***** Material for the task

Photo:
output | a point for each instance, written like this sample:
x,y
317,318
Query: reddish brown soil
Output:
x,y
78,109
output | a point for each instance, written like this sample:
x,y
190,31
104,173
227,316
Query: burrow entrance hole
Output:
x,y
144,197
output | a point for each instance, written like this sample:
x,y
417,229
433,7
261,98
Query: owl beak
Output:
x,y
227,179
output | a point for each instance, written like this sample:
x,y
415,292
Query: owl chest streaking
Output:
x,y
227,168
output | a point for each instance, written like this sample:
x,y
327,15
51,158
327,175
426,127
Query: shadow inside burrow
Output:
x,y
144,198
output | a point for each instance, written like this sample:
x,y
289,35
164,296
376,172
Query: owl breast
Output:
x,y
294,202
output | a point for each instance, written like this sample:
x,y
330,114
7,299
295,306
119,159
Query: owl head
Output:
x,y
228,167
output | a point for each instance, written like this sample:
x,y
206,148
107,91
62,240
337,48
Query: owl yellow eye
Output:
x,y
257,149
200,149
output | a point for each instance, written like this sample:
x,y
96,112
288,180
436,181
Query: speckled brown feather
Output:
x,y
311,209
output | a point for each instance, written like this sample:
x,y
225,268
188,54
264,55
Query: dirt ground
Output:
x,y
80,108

**********
***** Material for the task

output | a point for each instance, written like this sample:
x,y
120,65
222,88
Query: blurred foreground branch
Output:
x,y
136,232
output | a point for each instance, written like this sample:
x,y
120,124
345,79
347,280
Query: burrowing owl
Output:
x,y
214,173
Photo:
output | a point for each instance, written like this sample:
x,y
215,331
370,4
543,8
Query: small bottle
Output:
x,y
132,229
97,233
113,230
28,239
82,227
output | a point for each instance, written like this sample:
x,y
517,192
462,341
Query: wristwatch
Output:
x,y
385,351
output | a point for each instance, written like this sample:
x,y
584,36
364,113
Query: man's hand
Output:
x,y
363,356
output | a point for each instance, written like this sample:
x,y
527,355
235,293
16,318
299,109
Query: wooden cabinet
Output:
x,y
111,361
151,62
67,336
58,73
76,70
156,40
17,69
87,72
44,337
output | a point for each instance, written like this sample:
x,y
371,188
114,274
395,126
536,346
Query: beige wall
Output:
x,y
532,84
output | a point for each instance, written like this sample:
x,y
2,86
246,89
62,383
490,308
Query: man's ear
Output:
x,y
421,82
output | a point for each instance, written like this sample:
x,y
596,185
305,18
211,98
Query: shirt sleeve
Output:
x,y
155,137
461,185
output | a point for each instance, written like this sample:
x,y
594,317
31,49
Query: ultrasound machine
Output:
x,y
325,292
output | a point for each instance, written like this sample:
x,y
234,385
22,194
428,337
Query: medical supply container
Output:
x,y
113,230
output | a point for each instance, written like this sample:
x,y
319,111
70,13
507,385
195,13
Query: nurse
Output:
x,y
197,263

**********

*Work to complete*.
For the string "brown", find every line of the material that contains it, and copy each one.

*Result below*.
Query: reddish brown soil
Query: speckled brown feather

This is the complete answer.